DATA UNDER STUDY>
*** Begin section ***

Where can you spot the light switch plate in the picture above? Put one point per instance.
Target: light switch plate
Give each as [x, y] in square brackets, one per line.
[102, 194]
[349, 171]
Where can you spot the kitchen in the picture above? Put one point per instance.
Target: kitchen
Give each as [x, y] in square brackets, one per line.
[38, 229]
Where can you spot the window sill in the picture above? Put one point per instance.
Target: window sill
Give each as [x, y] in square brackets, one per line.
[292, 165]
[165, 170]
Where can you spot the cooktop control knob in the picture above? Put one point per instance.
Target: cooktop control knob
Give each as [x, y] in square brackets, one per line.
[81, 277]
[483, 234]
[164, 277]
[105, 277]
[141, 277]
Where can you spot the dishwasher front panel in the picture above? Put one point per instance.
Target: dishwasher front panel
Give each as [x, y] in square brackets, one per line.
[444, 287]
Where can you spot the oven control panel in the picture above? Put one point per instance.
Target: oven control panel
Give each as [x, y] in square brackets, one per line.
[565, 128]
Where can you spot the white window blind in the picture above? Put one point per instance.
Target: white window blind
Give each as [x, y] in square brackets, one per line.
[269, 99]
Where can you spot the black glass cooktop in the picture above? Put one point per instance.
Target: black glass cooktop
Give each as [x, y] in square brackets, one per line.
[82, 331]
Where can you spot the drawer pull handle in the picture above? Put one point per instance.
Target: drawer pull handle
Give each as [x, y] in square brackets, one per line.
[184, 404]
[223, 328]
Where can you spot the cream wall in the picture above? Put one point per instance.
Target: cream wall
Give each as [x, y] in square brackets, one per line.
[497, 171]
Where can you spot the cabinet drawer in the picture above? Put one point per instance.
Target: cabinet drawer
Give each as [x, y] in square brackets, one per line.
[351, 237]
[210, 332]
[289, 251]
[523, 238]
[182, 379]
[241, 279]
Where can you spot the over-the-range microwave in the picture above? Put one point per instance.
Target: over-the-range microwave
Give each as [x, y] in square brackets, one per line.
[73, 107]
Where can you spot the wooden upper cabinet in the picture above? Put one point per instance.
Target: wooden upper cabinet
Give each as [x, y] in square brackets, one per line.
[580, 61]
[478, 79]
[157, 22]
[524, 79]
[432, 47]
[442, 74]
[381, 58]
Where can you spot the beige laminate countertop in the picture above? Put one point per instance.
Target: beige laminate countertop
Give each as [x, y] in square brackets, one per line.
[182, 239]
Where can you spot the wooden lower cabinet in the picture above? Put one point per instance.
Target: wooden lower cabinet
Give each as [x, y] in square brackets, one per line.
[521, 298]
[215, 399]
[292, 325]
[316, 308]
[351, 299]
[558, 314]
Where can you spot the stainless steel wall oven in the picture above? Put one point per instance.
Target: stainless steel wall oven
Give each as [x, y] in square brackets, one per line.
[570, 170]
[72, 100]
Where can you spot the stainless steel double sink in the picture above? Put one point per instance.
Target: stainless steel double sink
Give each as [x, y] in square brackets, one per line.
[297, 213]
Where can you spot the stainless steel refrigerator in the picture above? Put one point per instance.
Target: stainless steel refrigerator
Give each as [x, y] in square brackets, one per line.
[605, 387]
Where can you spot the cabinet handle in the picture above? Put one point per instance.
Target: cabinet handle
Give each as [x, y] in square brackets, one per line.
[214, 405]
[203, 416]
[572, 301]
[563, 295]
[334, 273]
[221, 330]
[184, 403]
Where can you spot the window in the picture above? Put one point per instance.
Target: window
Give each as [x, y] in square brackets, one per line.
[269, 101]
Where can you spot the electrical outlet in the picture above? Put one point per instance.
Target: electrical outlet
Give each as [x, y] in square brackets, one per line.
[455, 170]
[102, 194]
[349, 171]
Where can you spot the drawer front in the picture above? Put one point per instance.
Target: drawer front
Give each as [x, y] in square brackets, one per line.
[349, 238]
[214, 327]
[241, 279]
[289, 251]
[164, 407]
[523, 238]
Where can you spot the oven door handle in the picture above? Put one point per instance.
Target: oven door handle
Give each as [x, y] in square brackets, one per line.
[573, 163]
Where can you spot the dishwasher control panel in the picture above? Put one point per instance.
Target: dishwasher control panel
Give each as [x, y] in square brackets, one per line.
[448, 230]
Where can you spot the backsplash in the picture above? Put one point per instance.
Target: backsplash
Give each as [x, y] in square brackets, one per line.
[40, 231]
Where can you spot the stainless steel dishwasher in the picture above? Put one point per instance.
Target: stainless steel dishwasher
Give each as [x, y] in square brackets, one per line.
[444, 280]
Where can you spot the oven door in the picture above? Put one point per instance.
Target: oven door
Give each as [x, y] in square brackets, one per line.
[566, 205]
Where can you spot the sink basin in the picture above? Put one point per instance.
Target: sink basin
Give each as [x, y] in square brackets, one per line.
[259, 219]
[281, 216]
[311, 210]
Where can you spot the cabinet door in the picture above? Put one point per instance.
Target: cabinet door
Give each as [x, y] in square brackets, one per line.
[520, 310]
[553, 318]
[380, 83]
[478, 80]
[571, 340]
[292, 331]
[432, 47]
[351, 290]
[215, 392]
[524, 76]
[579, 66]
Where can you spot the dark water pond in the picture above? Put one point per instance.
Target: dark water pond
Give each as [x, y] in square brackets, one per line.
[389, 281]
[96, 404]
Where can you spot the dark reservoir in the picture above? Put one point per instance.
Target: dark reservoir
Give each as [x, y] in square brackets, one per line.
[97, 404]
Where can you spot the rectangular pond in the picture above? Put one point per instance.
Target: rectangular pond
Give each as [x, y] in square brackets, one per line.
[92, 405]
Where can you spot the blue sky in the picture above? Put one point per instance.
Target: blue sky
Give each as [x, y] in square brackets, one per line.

*** End section ***

TASK TO COMPLETE>
The expected answer is every line above in which the word "water" appears.

RESPONSE>
Where can you spot the dark water pond in the picture above? Put one point per instance.
Target: dark water pond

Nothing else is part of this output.